[Collected data]
— begin —

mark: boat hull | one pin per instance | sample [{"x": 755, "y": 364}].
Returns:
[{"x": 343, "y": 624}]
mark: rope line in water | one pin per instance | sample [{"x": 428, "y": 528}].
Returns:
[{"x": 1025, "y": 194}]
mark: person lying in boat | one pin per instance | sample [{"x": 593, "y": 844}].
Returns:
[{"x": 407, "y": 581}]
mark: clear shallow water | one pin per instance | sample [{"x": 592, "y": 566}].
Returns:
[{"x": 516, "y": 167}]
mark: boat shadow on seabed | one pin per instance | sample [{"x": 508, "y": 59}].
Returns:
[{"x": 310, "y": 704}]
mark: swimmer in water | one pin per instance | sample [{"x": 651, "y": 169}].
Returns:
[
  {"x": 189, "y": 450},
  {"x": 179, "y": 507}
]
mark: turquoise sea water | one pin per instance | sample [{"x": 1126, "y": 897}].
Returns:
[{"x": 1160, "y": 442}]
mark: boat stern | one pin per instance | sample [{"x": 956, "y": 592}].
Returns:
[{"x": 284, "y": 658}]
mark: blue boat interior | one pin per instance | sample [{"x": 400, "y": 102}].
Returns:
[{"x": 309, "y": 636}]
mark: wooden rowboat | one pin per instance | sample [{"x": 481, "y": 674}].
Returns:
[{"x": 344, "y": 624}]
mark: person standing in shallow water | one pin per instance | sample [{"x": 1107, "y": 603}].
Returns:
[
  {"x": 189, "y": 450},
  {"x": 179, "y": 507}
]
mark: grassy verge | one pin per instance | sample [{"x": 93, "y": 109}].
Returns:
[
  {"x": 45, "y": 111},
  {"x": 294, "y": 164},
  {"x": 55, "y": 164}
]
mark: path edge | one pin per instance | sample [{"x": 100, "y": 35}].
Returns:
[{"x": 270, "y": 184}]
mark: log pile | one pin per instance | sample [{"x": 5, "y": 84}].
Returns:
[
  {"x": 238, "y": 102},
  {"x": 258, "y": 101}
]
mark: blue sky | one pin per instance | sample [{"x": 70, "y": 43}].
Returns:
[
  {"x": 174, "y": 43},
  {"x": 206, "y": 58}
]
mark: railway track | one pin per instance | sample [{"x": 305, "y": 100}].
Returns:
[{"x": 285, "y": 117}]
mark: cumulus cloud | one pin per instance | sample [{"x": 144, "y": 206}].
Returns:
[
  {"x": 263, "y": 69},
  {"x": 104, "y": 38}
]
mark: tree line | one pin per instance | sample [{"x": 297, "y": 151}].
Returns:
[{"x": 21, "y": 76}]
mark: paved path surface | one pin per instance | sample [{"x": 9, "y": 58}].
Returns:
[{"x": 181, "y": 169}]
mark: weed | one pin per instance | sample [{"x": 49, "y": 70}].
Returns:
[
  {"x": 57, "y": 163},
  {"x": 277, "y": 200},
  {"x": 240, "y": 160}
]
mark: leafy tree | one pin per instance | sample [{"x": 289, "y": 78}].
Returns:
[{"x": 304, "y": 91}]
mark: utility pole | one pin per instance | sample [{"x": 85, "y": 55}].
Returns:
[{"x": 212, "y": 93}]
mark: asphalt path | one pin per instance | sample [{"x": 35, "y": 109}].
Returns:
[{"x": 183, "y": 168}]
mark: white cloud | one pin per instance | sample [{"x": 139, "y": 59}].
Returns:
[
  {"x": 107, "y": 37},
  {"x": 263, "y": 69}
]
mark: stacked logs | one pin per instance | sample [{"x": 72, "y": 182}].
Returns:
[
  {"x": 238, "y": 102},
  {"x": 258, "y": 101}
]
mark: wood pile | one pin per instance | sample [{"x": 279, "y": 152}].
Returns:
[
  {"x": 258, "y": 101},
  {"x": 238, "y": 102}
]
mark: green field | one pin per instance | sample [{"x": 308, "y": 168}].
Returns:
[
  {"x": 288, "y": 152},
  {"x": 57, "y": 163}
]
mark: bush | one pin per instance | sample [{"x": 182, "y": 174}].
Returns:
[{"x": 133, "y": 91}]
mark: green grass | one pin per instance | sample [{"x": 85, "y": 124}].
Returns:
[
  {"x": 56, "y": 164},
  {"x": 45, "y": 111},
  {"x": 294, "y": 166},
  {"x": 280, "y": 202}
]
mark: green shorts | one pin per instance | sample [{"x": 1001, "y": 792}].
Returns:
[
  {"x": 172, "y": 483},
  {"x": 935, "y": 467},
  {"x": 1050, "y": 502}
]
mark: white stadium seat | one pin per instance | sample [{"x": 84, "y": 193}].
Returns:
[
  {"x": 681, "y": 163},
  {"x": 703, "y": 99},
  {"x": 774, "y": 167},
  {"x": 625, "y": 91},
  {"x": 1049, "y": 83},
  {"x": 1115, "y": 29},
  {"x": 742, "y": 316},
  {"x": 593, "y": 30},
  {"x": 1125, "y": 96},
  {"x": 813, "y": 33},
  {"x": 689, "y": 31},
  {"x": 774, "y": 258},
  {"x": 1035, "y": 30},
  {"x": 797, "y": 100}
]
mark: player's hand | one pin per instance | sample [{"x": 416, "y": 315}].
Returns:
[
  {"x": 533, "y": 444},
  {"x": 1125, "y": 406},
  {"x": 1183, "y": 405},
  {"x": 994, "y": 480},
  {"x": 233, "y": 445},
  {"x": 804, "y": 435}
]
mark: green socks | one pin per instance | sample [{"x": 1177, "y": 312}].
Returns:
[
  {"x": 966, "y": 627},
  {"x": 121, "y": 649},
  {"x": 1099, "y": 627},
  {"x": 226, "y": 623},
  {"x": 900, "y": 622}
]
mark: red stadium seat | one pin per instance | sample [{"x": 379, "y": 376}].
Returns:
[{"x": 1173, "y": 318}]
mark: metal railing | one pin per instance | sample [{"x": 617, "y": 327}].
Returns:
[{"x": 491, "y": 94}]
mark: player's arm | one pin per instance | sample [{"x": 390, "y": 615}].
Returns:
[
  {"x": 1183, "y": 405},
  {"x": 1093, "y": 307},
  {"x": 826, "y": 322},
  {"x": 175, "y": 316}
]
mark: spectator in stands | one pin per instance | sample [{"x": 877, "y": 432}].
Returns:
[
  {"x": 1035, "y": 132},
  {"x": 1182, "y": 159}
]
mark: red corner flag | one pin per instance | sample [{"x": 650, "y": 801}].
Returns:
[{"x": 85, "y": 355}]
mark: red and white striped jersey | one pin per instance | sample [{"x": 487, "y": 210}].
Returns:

— end —

■ To do
Please write out the items again from the line holding "mark: spectator in" through the end of the items, both ends included, and swap "corner flag" for "goalpost" with nothing else changed.

■ Exercise answer
mark: spectator in stands | one pin per instance | sample [{"x": 877, "y": 432}].
Returns:
[
  {"x": 1035, "y": 132},
  {"x": 1182, "y": 159}
]
mark: red goalpost | one pin per instance | sample [{"x": 650, "y": 801}].
Returns:
[{"x": 85, "y": 355}]
mark: red and white striped jersey | one pin per instance | sample [{"x": 487, "y": 210}].
Returns:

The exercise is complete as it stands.